• [What the task asks] Please count the rows below that contain the word "white" and reply with only that number.

• [Records supplied]
** START **

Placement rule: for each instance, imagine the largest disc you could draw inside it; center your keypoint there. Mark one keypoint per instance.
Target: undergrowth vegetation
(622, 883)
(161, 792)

** END **
** START **

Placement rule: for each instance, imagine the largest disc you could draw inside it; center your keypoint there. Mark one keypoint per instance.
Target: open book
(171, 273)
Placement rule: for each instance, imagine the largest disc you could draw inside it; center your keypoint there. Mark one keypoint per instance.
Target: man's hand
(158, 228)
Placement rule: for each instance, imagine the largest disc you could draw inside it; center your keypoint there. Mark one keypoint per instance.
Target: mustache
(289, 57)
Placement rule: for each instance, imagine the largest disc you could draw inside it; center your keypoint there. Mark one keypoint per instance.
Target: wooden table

** END **
** START **

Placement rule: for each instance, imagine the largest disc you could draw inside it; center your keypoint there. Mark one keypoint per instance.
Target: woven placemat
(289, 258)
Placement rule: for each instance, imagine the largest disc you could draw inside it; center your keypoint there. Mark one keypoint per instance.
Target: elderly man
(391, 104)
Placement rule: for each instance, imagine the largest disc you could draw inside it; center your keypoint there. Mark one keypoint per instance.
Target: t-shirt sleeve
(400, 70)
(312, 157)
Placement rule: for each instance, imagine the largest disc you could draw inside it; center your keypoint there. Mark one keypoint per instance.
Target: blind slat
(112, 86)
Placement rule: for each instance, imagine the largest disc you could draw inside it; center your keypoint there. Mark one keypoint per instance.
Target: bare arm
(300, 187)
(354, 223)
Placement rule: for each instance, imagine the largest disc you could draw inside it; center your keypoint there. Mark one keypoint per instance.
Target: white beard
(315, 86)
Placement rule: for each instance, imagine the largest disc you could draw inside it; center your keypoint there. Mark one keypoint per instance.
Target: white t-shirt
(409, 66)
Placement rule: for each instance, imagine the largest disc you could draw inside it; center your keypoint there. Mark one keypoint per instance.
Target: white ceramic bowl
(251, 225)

** END **

• [Result] 3